*** Task data ***
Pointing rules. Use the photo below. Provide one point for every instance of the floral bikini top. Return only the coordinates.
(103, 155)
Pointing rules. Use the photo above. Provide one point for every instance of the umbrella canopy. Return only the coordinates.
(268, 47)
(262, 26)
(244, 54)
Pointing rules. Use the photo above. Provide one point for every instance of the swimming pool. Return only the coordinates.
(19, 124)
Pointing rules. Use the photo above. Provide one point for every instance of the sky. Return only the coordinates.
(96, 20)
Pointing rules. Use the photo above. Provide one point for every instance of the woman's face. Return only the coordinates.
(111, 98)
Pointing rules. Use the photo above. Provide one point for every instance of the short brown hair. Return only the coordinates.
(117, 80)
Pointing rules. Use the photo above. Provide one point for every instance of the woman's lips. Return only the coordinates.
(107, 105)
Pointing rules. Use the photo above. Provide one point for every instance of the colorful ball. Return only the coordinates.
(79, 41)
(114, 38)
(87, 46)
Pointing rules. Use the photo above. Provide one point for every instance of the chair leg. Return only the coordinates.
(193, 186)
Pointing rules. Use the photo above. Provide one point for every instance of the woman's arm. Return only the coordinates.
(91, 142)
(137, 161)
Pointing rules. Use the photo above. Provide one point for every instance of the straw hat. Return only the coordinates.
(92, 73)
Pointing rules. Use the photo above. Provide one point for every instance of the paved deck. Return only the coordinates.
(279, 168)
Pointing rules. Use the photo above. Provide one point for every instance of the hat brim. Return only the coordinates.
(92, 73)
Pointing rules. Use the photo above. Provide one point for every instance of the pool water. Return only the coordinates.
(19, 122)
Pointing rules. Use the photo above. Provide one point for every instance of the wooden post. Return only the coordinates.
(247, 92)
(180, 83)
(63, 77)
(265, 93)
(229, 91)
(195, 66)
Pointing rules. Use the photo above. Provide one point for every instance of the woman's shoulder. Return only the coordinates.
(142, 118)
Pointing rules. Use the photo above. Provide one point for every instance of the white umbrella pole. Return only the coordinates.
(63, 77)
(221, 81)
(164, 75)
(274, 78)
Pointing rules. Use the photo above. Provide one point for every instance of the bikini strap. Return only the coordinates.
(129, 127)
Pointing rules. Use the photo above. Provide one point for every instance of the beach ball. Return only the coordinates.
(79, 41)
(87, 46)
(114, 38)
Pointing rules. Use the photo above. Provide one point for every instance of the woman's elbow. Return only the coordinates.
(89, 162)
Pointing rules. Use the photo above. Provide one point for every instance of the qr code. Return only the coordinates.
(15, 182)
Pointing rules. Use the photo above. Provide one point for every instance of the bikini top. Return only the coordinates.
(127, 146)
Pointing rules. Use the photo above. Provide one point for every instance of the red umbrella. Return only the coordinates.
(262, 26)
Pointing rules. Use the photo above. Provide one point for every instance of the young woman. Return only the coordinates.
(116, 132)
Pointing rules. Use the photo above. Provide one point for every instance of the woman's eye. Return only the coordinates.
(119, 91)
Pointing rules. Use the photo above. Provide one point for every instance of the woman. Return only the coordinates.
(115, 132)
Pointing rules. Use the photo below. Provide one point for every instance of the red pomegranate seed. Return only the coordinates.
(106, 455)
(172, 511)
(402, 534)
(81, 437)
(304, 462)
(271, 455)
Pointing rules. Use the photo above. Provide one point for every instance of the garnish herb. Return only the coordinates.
*** End of Task data ***
Output the records in full. Keep every character as it is.

Pointing rules. Use the photo below. Provide one point for every instance of the floral bikini top. Return only the coordinates.
(103, 155)
Pointing rules. Use the photo above. Provide one point for every instance of the umbrella canopy. Return only the coordinates.
(268, 47)
(262, 26)
(244, 54)
Pointing rules. Use the photo above. Provide one point for every instance of the swimming pool. Return only the coordinates.
(19, 124)
Pointing rules. Use the photo above. Provide one point for every instance of the sky. Return only the coordinates.
(96, 20)
Pointing rules. Use the photo above. Provide one point for every instance of the woman's face. Return only the coordinates.
(111, 98)
Pointing rules. Use the photo above. Provide one point for every instance of the short brown hair. Return only the coordinates.
(117, 80)
Pointing rules. Use the photo above. Provide one point for every instance of the woman's lips. Return only the coordinates.
(107, 105)
Pointing rules. Use the photo above. Provide one point for every instance of the colorful ball. Return only the coordinates.
(79, 41)
(114, 38)
(87, 46)
Pointing rules. Use the photo above. Provide one point for every instance of the chair leg. Return only the coordinates.
(193, 186)
Pointing rules. Use the photo above. Provide one point for every instance of the woman's arm. Return only the coordinates.
(91, 142)
(137, 161)
Pointing rules. Use the photo above. Provide one point for every instance of the straw hat. Return only the coordinates.
(92, 73)
Pointing rules. Use the photo above. Provide one point for every instance of the paved deck. Return only the coordinates.
(279, 168)
Pointing rules. Use the photo above. Provide one point for every instance of the hat brim. Return only the coordinates.
(92, 73)
Pointing rules. Use the photo above. Provide one point for every instance of the pool water. Return only the coordinates.
(19, 122)
Pointing rules. Use the photo above. Provide one point for every instance of the wooden post. Return only the coordinates.
(247, 92)
(180, 83)
(63, 77)
(265, 93)
(229, 91)
(195, 66)
Pointing rules. Use the photo above. Provide one point for every instance of the woman's shoulder. Return only the coordinates.
(142, 118)
Pointing rules. Use the photo above. Provide one point for every instance of the white umbrella pole. Return only the coordinates.
(63, 77)
(221, 81)
(164, 75)
(274, 78)
Pointing rules. Use the photo above. Provide one point for every instance of the bikini strap. Return only the coordinates.
(129, 127)
Pointing rules. Use the photo above. Provide one point for every instance of the beach ball. Return only the coordinates.
(79, 41)
(87, 46)
(114, 38)
Pointing rules. Use the photo above. Provide one point for every instance of the woman's elbow. Return only the coordinates.
(89, 162)
Pointing rules. Use the photo above. Provide one point for every instance of the qr code. Return only the coordinates.
(15, 182)
Pointing rules. Use the photo above. Provide one point for every instance of the bikini top. Return only the coordinates.
(127, 146)
Pointing rules. Use the photo above. Provide one point for every instance of the red umbrella. Return only the coordinates.
(262, 26)
Pointing rules. Use the photo above. Provide one point for every instance of the young woman. Return only the coordinates.
(116, 132)
Pointing rules. Use the photo above. Provide one point for every instance of the woman's eye. Return only the coordinates.
(119, 91)
Pointing rules. Use the photo above. Provide one point for every instance of the woman. Return only the coordinates.
(115, 132)
Pointing rules. Use the photo below. Provide one point for every instance of the red pomegranate seed. Return only the coordinates.
(106, 455)
(172, 511)
(402, 534)
(81, 437)
(304, 462)
(271, 455)
Pointing rules. Use the photo above. Provide one point for every instance of the garnish herb. Return only the coordinates.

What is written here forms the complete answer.